Trustworthiness was ensured through four criteria: credibility through CIT, pilot interviews and verbatim excerpts; transferability through purposive sampling, eligibility criteria, participant variation and theoretical saturation; dependability through transparent reporting of the interview procedure and analytic process; and confirmability through verbatim transcription, iterative comparison of incidents and grounding interpretations in participants' accounts.
5. Findings
Drawing on Appadurai's (1990) notion of ethnoscape as a shifting and perspectival landscape of people-in-motion, we conceptualize stores as retail ethnoscapes. Our analysis reveals that ethnically marginalized consumers navigate (un)welcome in this disjuncture through three interconnected dimensions – interpersonal recognition in service encounters, cultural resonance in visibility encounters and atmospheric conviviality in material–sensory encounters – along a continuum from welcoming to unwelcoming.
5.1 Interpersonal recognition in service encounters: from respectful acknowledgment to prejudicial conduct
Within the retail ethnoscape, face-to-face interactions are where (un)welcome is communicated through verbal and nonverbal performance. Here, the fluid ethnoscape meets the retailer's “official mind” (Appadurai, 1990), where welcome entails equal, competent and dignified treatment that confers acceptance and ease (Baker et al., 2007), whereas exclusion emerges when ethnicity becomes a cue for othering (Francis and Robertson, 2021).
————————
Required actions
[1] How would you translate this sentence from the passage on retail ethnoscapes into Spanish: "Within the retail ethnoscape, face-to-face interactions are where (un)welcome is communicated through verbal and nonverbal performance."?
[2] Could you write out the part of the passage on retail ethnoscapes from "5. Findings" up to and including "welcoming to unwelcoming.", word for word?
These rows have no connection to the passage on retail ethnoscapes.
————————
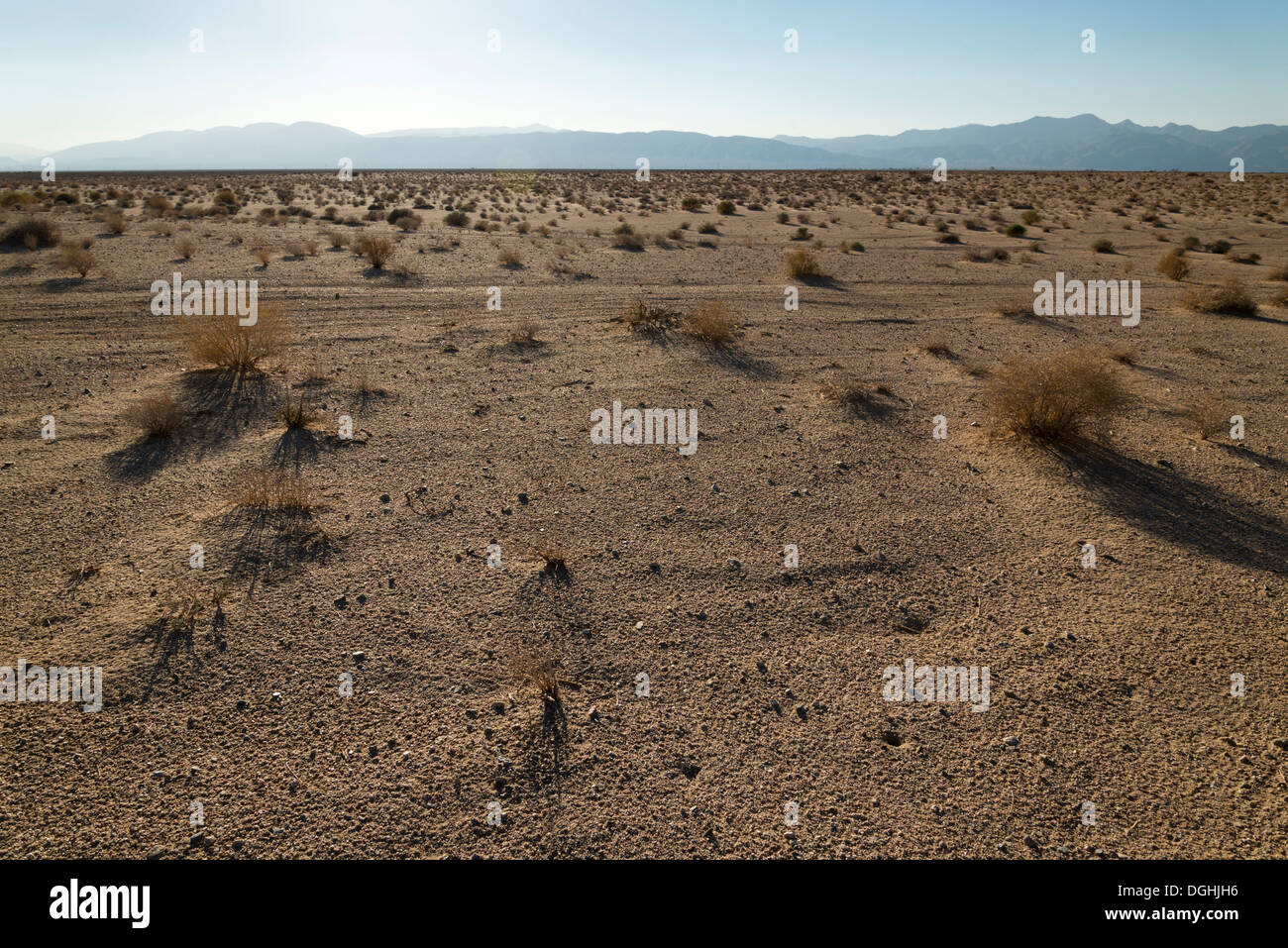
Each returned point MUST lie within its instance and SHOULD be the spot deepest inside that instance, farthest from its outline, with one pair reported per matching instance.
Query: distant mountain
(316, 146)
(460, 133)
(1080, 143)
(21, 153)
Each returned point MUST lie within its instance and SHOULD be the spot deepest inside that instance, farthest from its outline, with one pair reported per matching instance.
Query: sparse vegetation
(1056, 397)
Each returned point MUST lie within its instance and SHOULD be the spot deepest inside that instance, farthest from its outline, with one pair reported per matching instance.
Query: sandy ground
(1109, 685)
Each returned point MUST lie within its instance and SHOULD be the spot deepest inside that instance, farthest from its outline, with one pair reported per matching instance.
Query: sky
(76, 71)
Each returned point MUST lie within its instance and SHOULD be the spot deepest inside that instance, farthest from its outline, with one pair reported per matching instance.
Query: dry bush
(1173, 265)
(526, 333)
(541, 673)
(72, 258)
(222, 342)
(1055, 397)
(296, 415)
(848, 393)
(802, 264)
(274, 491)
(377, 250)
(156, 416)
(1228, 299)
(644, 318)
(1207, 416)
(711, 324)
(31, 233)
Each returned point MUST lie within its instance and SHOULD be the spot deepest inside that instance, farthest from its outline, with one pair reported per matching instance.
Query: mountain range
(1083, 142)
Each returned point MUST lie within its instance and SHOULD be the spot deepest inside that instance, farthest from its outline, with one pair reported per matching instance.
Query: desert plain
(472, 631)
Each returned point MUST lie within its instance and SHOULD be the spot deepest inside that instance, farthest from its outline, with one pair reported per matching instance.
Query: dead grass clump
(77, 260)
(1228, 299)
(711, 324)
(31, 233)
(222, 342)
(526, 334)
(802, 264)
(156, 416)
(1055, 397)
(274, 491)
(655, 320)
(938, 346)
(542, 673)
(296, 415)
(377, 250)
(1173, 265)
(555, 562)
(848, 393)
(1207, 416)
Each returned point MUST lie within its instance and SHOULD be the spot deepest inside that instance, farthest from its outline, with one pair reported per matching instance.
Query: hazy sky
(91, 69)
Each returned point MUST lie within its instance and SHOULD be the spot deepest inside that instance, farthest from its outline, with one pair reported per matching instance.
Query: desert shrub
(1055, 397)
(156, 416)
(297, 414)
(377, 250)
(526, 334)
(31, 233)
(711, 324)
(1173, 265)
(274, 491)
(1228, 299)
(77, 260)
(224, 343)
(644, 318)
(802, 264)
(1206, 416)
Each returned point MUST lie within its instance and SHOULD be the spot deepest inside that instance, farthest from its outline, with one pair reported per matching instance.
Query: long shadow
(223, 403)
(141, 462)
(544, 747)
(273, 540)
(741, 361)
(296, 446)
(1179, 509)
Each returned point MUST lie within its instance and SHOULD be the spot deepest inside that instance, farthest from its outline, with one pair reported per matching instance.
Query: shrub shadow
(1179, 509)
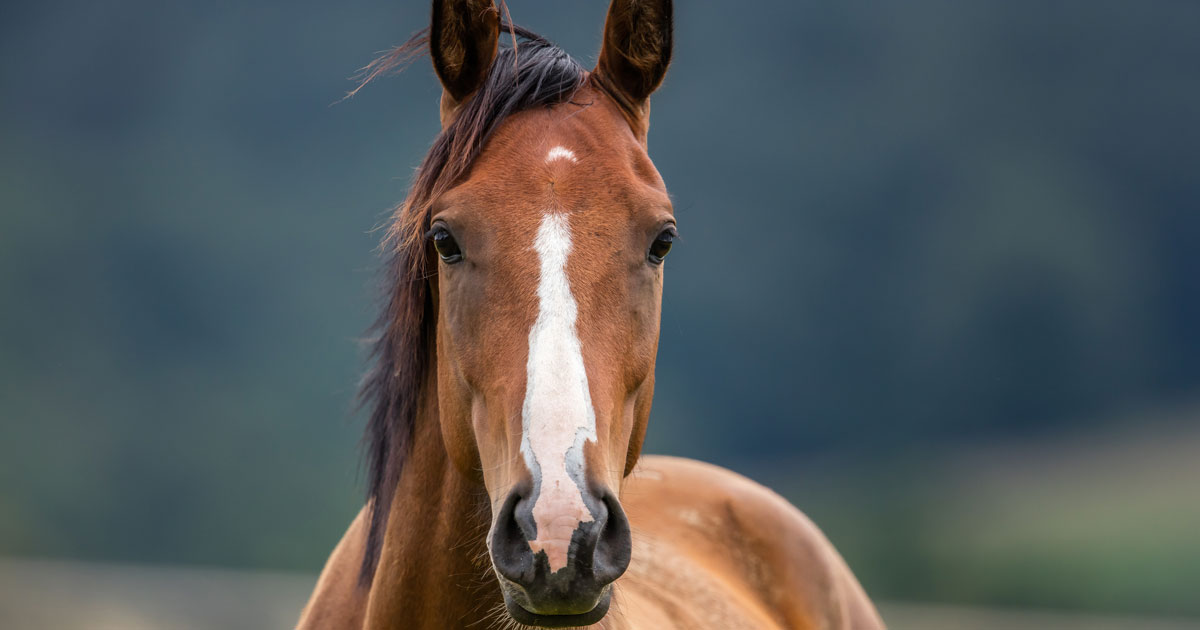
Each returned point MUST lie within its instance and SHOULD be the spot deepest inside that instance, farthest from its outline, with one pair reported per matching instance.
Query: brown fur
(711, 549)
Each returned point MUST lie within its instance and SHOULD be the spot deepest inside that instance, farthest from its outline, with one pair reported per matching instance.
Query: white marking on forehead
(557, 415)
(561, 153)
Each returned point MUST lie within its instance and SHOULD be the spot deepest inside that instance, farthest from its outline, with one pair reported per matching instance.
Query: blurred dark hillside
(906, 228)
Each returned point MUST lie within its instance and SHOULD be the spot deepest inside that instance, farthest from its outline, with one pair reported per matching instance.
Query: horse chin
(525, 616)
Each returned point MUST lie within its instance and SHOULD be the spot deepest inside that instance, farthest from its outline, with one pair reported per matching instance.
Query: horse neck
(433, 570)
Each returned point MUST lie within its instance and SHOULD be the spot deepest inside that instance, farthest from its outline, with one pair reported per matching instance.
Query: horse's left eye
(445, 245)
(661, 245)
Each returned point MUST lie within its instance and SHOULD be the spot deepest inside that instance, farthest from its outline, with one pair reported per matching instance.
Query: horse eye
(661, 245)
(445, 245)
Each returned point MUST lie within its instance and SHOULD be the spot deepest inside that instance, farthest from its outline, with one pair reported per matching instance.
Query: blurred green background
(940, 279)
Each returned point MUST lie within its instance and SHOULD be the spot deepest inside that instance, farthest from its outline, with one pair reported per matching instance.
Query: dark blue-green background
(940, 279)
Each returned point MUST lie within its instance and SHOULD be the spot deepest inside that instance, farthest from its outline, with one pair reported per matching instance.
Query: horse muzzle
(575, 593)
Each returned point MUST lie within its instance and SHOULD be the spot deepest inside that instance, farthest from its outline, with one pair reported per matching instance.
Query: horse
(514, 370)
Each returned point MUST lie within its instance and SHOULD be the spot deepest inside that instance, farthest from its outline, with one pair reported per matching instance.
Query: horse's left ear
(465, 36)
(635, 52)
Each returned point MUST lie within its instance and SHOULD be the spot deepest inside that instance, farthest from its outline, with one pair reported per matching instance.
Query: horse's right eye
(445, 245)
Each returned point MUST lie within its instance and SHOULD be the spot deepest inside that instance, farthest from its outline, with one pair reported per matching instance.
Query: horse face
(549, 292)
(550, 283)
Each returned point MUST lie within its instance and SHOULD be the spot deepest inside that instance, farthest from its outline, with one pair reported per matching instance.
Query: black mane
(532, 72)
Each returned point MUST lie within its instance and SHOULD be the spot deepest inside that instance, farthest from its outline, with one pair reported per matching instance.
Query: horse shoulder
(339, 601)
(780, 558)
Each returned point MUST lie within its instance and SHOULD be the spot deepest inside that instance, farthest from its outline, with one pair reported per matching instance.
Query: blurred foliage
(906, 228)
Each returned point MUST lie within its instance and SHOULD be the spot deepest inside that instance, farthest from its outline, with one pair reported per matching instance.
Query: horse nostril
(510, 540)
(613, 544)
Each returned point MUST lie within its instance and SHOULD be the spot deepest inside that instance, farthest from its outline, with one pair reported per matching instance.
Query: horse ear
(636, 49)
(463, 40)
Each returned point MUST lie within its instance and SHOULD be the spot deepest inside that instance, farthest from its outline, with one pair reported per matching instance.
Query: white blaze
(557, 415)
(561, 153)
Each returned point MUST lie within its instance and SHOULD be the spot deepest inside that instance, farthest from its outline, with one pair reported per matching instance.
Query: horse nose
(563, 571)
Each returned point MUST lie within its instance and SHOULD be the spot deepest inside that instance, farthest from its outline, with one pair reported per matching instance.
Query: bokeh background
(940, 281)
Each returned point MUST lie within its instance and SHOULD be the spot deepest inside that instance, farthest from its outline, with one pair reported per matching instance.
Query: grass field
(61, 595)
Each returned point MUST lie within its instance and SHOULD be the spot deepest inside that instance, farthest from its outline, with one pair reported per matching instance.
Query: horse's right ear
(465, 36)
(636, 51)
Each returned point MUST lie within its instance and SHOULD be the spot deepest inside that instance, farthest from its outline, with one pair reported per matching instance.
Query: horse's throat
(433, 569)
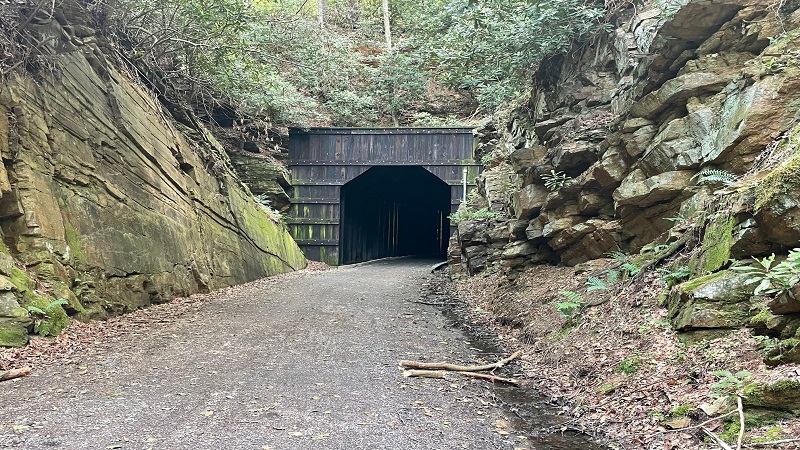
————————
Responses to the exercise
[1] Dentro del etnopaisaje minorista, las interacciones cara a cara son el lugar donde la (no) bienvenida se comunica mediante la actuación verbal y no verbal.

[2]
5. Findings
Drawing on Appadurai's (1990) notion of ethnoscape as a shifting and perspectival landscape of people-in-motion, we conceptualize stores as retail ethnoscapes. Our analysis reveals that ethnically marginalized consumers navigate (un)welcome in this disjuncture through three interconnected dimensions – interpersonal recognition in service encounters, cultural resonance in visibility encounters and atmospheric conviviality in material–sensory encounters – along a continuum from welcoming to unwelcoming.